## WHAT YOU SHOULD DO
Below is a set of entries. Reproduce exactly the lines from the one containing "If you could segment every instance of the dark" through the end, both included.
#### PROVIDED ENTRIES
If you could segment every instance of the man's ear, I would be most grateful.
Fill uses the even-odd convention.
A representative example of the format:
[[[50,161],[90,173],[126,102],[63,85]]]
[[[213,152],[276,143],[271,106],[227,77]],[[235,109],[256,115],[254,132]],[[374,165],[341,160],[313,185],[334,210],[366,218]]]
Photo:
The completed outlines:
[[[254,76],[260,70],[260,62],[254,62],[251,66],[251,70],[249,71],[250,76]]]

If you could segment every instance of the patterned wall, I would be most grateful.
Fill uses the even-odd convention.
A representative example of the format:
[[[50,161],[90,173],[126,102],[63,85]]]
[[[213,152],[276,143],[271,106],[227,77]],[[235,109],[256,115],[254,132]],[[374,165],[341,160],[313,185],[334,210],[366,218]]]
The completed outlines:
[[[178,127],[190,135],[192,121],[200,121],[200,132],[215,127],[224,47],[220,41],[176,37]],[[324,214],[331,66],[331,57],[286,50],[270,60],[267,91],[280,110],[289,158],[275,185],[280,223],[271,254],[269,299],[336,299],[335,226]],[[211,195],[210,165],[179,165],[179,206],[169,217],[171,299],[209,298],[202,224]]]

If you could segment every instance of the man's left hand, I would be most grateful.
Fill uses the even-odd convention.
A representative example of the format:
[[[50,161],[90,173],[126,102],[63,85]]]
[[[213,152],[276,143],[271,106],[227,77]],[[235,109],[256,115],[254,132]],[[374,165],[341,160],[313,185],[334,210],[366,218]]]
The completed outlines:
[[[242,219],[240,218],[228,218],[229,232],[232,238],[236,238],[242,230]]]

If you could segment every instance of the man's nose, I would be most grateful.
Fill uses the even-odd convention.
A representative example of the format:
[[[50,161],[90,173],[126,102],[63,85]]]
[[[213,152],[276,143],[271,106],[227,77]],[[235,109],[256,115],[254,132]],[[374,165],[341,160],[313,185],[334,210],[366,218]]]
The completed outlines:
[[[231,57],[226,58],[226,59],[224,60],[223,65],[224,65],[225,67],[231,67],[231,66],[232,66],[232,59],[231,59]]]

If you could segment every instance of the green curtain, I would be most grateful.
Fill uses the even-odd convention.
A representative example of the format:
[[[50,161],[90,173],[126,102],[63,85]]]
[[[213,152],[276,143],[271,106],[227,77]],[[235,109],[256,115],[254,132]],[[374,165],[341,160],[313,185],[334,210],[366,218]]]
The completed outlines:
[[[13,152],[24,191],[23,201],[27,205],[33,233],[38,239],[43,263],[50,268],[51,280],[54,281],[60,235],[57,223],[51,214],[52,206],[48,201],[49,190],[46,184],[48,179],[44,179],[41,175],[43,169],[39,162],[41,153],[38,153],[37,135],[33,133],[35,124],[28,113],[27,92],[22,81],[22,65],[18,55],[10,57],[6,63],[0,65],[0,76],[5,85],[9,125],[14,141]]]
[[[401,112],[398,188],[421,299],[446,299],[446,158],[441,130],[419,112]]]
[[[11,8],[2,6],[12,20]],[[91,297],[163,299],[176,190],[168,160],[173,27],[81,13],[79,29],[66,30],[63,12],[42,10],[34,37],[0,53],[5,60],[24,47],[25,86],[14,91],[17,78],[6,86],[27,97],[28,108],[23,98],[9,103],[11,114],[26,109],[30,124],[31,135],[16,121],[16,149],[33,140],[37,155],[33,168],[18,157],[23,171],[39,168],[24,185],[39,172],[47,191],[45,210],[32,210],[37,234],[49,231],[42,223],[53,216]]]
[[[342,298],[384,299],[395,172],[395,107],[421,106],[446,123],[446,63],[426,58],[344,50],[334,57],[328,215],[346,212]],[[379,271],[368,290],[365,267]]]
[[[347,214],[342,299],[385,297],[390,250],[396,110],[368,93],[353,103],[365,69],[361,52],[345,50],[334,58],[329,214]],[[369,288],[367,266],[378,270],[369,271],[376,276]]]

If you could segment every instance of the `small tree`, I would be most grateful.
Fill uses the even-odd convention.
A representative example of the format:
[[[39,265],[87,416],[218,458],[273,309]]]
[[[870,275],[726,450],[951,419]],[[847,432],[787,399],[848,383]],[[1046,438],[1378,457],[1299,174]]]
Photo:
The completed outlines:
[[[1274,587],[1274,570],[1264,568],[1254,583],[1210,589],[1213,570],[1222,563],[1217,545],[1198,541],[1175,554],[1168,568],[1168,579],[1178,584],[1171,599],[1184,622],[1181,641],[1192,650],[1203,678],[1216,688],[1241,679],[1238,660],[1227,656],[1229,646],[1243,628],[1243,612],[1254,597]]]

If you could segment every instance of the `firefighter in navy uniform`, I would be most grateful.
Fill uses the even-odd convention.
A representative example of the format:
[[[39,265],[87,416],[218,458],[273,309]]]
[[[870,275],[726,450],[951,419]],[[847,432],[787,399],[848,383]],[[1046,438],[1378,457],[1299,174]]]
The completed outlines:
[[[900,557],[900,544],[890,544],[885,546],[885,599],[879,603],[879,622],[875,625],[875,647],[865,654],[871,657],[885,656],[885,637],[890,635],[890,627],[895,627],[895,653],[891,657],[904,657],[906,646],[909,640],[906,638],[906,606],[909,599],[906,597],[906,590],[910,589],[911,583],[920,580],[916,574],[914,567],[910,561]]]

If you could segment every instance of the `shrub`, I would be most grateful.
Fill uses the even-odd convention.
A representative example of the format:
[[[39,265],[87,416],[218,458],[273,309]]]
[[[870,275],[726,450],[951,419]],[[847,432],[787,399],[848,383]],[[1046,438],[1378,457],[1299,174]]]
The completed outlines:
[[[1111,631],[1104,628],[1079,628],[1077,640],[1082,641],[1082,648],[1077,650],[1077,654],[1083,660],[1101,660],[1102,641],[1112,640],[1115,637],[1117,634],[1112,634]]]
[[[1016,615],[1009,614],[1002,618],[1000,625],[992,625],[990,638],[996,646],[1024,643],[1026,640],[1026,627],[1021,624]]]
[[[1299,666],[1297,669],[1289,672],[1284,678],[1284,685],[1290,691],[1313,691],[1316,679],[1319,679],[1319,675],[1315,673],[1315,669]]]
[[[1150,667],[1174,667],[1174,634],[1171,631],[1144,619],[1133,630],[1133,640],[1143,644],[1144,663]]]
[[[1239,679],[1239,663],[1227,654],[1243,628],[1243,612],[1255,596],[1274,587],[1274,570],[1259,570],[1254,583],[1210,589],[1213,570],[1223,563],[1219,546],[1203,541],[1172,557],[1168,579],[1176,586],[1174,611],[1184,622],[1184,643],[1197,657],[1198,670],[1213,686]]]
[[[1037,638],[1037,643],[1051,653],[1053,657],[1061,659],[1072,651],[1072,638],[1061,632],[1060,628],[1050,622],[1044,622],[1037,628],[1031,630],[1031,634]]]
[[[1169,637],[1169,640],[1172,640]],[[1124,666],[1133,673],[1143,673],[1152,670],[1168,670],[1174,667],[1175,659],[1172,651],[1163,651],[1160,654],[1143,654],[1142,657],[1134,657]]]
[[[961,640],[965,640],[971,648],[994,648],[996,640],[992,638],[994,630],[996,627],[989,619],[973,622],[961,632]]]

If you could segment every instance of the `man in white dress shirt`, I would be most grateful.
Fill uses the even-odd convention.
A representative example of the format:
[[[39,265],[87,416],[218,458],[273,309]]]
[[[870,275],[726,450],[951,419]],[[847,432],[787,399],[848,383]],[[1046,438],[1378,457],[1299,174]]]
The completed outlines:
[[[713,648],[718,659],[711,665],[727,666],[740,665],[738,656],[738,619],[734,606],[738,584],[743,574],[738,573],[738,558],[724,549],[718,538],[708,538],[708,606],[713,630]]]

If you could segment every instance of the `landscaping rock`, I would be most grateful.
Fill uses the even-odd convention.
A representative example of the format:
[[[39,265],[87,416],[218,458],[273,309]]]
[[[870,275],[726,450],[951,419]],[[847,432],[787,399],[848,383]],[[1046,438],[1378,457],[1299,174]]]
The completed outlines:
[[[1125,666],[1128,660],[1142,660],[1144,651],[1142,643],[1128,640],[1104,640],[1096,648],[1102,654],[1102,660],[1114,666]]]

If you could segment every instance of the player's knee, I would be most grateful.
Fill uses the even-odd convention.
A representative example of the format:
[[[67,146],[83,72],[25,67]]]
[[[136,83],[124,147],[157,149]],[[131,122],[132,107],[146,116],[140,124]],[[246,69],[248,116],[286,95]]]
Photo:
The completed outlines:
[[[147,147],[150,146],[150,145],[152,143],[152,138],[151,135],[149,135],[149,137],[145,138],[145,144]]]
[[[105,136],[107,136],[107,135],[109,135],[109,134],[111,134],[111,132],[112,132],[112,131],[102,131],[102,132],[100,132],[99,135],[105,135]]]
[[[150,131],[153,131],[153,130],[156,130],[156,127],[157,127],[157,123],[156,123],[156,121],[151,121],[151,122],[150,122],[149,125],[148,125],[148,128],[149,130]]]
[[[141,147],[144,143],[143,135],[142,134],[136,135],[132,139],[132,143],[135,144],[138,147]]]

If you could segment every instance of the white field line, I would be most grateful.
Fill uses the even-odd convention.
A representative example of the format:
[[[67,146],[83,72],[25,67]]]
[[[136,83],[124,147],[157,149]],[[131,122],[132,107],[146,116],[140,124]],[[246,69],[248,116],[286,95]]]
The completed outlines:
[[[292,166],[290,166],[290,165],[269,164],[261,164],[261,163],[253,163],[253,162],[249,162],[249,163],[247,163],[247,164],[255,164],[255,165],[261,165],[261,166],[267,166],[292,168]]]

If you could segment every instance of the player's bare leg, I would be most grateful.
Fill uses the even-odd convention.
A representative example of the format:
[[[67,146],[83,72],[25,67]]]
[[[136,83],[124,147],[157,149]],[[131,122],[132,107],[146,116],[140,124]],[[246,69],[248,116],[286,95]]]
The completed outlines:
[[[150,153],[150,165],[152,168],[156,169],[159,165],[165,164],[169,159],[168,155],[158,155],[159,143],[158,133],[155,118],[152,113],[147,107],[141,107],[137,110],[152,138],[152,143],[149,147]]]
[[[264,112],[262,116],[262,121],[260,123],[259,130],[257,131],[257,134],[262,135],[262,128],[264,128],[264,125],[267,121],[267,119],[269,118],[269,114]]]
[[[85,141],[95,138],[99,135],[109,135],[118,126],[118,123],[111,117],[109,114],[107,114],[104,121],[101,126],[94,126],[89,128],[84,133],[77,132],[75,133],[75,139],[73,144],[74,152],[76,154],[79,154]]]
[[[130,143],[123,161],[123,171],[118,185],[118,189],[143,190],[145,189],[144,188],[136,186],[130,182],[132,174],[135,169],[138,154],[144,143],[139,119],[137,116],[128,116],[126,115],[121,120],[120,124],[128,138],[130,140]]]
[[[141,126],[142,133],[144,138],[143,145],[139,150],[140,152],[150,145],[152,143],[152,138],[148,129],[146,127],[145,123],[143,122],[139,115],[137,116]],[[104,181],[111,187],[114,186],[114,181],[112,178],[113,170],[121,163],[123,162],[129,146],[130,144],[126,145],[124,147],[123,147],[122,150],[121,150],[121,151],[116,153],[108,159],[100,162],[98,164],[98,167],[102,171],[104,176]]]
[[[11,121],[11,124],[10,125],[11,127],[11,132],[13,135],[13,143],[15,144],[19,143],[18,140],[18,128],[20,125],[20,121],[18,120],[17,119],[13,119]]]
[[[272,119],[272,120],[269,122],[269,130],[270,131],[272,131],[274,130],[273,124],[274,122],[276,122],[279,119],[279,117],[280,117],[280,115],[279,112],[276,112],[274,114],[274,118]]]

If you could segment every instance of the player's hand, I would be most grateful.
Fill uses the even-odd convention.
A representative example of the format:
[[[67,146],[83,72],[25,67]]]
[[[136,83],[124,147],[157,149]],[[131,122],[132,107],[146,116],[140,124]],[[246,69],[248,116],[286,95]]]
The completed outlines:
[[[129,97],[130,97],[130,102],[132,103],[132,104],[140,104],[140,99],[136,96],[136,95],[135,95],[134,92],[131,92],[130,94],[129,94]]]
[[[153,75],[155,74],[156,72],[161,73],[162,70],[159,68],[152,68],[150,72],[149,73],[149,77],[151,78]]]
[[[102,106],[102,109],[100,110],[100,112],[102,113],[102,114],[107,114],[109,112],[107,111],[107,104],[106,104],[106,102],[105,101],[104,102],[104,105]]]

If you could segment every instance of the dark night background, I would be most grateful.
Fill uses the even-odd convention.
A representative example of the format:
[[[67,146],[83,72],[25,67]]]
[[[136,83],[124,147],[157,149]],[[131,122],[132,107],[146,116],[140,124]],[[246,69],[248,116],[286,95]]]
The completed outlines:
########
## EXERCISE ANSWER
If you could segment every instance of the dark night background, I would be most grateful.
Fill uses the even-odd convention.
A representative example of the format:
[[[67,146],[83,72],[25,67]]]
[[[136,83],[124,147],[157,149]],[[131,122],[132,107],[146,116],[140,124]],[[246,69],[248,116],[286,95]]]
The completed outlines:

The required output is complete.